• _Supplied information_:
========================

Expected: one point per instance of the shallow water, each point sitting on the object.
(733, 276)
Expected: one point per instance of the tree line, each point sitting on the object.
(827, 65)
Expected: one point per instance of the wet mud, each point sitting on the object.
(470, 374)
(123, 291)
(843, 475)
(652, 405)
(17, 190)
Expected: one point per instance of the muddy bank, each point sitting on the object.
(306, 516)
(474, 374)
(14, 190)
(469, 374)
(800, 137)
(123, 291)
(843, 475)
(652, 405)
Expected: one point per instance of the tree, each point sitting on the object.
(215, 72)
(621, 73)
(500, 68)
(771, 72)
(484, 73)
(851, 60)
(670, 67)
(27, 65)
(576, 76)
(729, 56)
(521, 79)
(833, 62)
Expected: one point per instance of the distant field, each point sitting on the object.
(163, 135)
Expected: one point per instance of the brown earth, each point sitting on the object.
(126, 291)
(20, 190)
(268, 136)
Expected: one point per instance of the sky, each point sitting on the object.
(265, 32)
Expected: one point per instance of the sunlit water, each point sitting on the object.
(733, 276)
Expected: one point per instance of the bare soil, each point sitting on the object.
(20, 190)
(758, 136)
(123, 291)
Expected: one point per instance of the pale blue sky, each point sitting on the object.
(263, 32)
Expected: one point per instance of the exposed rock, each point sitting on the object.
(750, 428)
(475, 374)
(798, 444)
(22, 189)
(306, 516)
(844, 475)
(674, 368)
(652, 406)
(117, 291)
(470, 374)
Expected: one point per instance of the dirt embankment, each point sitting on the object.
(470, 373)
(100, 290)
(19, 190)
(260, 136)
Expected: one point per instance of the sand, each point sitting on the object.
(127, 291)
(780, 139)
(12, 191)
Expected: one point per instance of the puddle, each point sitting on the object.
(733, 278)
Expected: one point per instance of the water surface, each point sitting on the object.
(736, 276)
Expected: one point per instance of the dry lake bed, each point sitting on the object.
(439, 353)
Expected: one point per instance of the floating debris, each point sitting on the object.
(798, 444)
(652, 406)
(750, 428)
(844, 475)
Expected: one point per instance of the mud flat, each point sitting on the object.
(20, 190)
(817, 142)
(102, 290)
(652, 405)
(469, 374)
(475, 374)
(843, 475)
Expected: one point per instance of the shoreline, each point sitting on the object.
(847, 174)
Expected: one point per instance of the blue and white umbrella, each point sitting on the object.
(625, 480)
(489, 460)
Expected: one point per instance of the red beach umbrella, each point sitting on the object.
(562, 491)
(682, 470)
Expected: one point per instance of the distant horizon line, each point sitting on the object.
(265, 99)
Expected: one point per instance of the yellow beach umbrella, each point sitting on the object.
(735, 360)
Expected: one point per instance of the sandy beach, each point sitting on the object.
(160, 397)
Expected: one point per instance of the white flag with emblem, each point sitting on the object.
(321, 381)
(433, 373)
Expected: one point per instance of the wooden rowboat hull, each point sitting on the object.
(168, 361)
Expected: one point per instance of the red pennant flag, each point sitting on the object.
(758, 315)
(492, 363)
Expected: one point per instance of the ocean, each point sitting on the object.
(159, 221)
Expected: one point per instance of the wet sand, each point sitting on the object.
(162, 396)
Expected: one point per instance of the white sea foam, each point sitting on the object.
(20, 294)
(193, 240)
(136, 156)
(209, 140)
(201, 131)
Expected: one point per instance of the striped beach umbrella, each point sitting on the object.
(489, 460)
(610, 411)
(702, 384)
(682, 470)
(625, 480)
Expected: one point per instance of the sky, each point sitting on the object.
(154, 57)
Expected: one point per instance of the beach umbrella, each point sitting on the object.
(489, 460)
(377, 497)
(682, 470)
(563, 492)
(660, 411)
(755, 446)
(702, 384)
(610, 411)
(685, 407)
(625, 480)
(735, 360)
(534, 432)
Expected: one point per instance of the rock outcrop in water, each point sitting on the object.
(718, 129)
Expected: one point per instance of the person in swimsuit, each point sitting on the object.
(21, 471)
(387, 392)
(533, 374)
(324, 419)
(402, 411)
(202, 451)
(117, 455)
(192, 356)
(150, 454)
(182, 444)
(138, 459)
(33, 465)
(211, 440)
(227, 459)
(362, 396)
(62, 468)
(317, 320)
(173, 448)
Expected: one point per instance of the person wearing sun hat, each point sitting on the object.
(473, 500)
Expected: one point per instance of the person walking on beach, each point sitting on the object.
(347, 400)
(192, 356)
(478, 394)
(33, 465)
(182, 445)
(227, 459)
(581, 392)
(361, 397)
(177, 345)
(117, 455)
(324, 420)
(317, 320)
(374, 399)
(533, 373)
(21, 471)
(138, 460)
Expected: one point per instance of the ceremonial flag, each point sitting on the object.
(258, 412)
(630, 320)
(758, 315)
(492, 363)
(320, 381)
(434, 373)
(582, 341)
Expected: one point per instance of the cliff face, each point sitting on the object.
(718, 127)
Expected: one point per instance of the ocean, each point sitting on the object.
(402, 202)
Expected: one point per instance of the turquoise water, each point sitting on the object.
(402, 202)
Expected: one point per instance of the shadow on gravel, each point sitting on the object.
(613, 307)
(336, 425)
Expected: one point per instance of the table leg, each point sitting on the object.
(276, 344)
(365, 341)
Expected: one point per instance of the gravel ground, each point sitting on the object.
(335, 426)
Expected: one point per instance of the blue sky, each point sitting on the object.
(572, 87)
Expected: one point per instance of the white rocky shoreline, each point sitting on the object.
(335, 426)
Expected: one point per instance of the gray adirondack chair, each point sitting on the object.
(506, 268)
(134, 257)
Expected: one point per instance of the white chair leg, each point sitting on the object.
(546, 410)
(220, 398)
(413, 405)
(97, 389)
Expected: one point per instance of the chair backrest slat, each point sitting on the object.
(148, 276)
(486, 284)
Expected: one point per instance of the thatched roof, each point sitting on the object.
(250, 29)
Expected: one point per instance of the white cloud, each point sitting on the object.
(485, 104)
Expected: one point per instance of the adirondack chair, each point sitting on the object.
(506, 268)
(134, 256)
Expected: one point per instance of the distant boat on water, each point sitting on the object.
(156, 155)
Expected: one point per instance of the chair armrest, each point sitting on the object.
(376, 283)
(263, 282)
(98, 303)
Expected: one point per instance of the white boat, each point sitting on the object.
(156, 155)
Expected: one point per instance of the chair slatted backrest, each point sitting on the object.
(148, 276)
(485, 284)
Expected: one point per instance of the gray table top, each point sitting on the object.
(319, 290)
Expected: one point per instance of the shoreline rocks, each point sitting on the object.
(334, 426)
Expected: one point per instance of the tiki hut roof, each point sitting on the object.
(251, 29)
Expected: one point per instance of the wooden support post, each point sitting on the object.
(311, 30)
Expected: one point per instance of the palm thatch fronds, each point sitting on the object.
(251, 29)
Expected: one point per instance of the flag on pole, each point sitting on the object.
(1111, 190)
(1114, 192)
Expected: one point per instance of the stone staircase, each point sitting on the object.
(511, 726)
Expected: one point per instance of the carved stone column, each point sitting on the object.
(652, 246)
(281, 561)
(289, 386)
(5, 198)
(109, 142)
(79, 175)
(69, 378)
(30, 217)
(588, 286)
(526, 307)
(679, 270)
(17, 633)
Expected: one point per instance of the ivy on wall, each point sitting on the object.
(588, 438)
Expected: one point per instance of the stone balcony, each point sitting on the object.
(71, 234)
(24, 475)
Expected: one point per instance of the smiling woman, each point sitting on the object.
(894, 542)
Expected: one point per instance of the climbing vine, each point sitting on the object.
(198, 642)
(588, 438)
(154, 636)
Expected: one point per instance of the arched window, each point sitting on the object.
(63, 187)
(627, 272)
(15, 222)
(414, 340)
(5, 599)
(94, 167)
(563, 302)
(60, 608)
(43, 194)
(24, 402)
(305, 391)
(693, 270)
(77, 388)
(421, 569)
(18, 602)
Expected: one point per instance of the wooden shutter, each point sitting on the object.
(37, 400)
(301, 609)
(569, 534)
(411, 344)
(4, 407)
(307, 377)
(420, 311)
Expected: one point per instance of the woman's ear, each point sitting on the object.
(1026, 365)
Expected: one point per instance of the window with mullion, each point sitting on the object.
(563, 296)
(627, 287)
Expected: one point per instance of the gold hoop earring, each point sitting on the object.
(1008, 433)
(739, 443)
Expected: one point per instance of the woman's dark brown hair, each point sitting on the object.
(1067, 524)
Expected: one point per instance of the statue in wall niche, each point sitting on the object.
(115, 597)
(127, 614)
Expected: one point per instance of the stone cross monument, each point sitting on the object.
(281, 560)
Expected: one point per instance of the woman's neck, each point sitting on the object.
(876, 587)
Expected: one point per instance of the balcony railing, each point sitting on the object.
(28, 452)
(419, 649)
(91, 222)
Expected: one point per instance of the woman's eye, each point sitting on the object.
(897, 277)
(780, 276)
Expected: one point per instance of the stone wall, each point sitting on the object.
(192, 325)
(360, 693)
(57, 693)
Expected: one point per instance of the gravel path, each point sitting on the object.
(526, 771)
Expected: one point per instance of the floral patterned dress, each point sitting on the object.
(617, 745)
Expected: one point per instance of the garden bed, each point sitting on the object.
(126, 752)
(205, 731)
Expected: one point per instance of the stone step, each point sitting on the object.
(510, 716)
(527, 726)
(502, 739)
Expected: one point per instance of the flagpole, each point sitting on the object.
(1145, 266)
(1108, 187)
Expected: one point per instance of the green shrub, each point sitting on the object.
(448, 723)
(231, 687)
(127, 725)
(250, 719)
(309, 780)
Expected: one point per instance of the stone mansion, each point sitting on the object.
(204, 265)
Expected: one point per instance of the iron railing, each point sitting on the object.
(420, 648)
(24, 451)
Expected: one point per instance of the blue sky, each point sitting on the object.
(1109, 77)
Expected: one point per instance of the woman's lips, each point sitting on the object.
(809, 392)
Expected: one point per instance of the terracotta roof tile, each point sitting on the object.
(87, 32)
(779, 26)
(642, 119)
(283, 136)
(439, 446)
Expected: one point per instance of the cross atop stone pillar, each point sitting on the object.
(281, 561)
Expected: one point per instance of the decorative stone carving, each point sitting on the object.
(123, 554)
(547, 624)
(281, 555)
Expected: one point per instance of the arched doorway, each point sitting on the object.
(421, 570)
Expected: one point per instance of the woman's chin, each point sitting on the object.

========================

• _What to produce_: Update the listing from the line containing "Expected: one point per instance of the cross" through the end of the listing, replacing "stone" with "granite" and leaving everything else unchanged. Give only those lines.

• _Output for this task_:
Expected: one point per instance of the cross atop granite pillar, each point sitting on the object.
(281, 561)
Expected: one point per instance of the decorative granite carving, each point sitting on the object.
(123, 554)
(547, 624)
(281, 555)
Expected: one point per instance of the arched doorway, each point sitting on the object.
(421, 570)
Expected: one point per instance of the woman's chin, each point sitting on the object.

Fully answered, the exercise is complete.